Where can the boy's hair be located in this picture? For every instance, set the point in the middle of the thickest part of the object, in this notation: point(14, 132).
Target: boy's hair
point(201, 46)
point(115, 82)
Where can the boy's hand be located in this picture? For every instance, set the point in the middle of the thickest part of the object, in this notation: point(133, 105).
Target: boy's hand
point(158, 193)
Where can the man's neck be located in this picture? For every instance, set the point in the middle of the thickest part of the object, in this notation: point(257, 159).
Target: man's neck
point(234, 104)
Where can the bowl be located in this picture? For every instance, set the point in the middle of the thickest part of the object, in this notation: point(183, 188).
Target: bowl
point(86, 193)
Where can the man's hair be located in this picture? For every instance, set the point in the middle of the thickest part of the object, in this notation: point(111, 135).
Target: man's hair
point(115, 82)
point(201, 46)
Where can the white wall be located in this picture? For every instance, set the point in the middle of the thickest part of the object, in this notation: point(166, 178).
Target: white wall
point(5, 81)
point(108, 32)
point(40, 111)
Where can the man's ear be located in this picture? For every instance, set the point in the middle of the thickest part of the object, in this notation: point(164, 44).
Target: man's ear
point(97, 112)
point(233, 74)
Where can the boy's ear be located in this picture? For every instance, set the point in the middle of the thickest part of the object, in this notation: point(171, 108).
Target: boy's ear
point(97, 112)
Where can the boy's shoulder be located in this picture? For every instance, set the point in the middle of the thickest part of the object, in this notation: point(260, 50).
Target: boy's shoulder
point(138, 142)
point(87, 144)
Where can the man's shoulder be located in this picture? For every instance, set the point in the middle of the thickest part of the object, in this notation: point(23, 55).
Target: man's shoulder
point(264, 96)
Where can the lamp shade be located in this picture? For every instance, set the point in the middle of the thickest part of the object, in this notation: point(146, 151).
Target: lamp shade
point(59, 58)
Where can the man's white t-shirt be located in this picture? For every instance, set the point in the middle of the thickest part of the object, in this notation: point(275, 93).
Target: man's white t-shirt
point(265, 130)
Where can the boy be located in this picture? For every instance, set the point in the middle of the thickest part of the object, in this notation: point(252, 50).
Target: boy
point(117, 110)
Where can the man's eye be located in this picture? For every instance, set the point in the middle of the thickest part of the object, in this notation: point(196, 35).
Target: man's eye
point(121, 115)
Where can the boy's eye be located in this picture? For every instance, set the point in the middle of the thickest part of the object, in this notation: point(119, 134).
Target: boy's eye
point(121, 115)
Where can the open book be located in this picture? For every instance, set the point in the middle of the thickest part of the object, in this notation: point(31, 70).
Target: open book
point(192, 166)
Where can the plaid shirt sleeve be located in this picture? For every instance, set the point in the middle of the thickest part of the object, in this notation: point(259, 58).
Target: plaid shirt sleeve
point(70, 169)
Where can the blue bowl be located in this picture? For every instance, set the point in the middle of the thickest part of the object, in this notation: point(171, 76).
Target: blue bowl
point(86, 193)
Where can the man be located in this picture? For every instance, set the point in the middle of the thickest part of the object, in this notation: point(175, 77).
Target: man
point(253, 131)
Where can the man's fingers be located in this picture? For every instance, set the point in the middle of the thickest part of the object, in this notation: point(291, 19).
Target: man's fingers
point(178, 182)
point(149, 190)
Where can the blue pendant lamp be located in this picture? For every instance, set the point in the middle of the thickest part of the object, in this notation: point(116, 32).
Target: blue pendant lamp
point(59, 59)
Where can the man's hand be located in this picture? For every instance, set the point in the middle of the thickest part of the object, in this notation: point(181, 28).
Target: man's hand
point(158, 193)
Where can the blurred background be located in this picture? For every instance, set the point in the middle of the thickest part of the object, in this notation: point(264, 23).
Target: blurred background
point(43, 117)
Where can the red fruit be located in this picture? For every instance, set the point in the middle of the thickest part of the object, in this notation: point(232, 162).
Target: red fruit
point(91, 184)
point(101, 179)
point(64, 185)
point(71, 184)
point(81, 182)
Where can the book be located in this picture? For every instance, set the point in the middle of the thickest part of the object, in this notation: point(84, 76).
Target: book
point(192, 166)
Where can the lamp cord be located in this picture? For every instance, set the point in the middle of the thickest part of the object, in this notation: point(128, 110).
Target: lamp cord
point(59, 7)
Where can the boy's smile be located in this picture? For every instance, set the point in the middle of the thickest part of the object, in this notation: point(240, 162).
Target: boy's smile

Problem details: Above are some records; extract every one of them exactly.

Response to the task:
Where can the boy's hair be located in this picture? For every instance, set the point in the middle of the thickest part of the object, in this notation: point(14, 132).
Target: boy's hair
point(201, 46)
point(115, 82)
Where can the boy's hand be located in this picture? For every instance, set the point in the middle of the thickest part of the object, in this notation: point(133, 105).
Target: boy's hand
point(158, 193)
Where can the man's neck be located in this picture? For every instance, set the point in the middle of the thickest part of the object, in this notation: point(257, 159).
Target: man's neck
point(234, 104)
Where can the bowl be located in this picture? For every instance, set the point in the middle of the thickest part of the object, in this notation: point(183, 188).
Target: bowl
point(86, 193)
Where can the man's hair be located in this picture? For every instance, set the point in the middle of the thickest part of the object, in this notation: point(111, 135).
Target: man's hair
point(115, 82)
point(201, 46)
Where can the white wall be located in this picture? For every instance, set the point in the middle of the thickest part of the object, in this notation: point(166, 178).
Target: white wall
point(5, 81)
point(108, 32)
point(40, 111)
Where can the man's ear be located in this picture? For every instance, set the point in the middle of the thickest part of the object, in this notation: point(164, 44).
Target: man's ear
point(97, 112)
point(233, 74)
Where can the boy's ear be located in this picture? For every instance, set the point in the middle of the thickest part of the object, in this notation: point(171, 108).
Target: boy's ear
point(97, 112)
Where can the boy's shoulder be located in this picture? For every instance, set the point in the middle of the thickest part of the object, in this notation: point(260, 50).
Target: boy's shoulder
point(138, 142)
point(87, 144)
Where can the man's shoulder be located in this picture? For every instance, set the point in the middle of the thickest part of the object, in this notation: point(23, 55).
Target: man's shoulder
point(264, 96)
Where can the lamp shade be located in this picture? For every instance, set the point in the middle of the thickest part of the object, in this notation: point(146, 151).
Target: lamp shade
point(59, 58)
Where can the man's white t-shirt be located in this picture? For every instance, set the point in the middle of the thickest part of the object, in this notation: point(275, 93).
Target: man's white t-shirt
point(265, 130)
Where can the boy be located in this picture? For every instance, set the point in the middle of the thickest part of the object, in this notation: point(252, 50).
Target: boy
point(117, 110)
Where can the man's eye be located in this picture? For every instance, set the point in the middle of the thickest part of the object, in this notation: point(196, 35).
Target: man's eye
point(121, 115)
Where can the boy's eye be located in this picture? For every instance, set the point in the middle of the thickest part of the object, in this notation: point(119, 134).
Target: boy's eye
point(121, 115)
Where can the open book be located in this picture? For every instance, set the point in the middle of the thickest part of the object, in this notation: point(31, 70).
Target: open book
point(192, 166)
Where can the plaid shirt sleeve be located in this picture? For every instance, set the point in the middle of the thickest part of the object, in this notation: point(259, 58).
Target: plaid shirt sleeve
point(70, 169)
Where can the blue bowl be located in this picture? For every instance, set the point in the middle of the thickest part of the object, in this notation: point(171, 76).
Target: blue bowl
point(86, 193)
Where can the man be located in this picture? For every instance, set the point in the middle of the thickest part of the object, in this notation: point(175, 77).
Target: man
point(253, 131)
Where can the man's fingers be located in this picture? For every instance, set the point in the middle of the thickest part of the object, in this notation: point(291, 19).
Target: man's fingers
point(178, 182)
point(149, 190)
Where can the blue pendant lamp be located in this picture? For every instance, set the point in the middle of the thickest part of the object, in this notation: point(116, 32).
Target: blue pendant lamp
point(59, 59)
Where can the man's hand be located in this picture? For every instance, set the point in the middle of the thickest part of the object, in this notation: point(181, 28).
Target: man's hand
point(158, 193)
Where can the blurred background be located in this picture? For every instance, set the point in the middle of the thickest part of the object, in this notation: point(264, 23).
Target: blurred background
point(43, 117)
Where can the red fruit be located in this picture? For every instance, set the point in the middle of the thickest part of the object, in this notation: point(232, 162).
Target: red fruit
point(91, 184)
point(101, 179)
point(64, 185)
point(71, 184)
point(81, 182)
Where can the book be located in this picture? For every instance, set the point in the middle of the thickest part of the object, in this notation: point(84, 76).
Target: book
point(192, 166)
Where can the lamp cord be located in this picture? For every instance, set the point in the middle of the thickest part of the object, in this notation: point(128, 110).
Target: lamp cord
point(59, 7)
Where can the boy's smile be located in this picture? For every instance, set the point in the middle of the thickest part of the object, in this notation: point(240, 162).
Target: boy's smile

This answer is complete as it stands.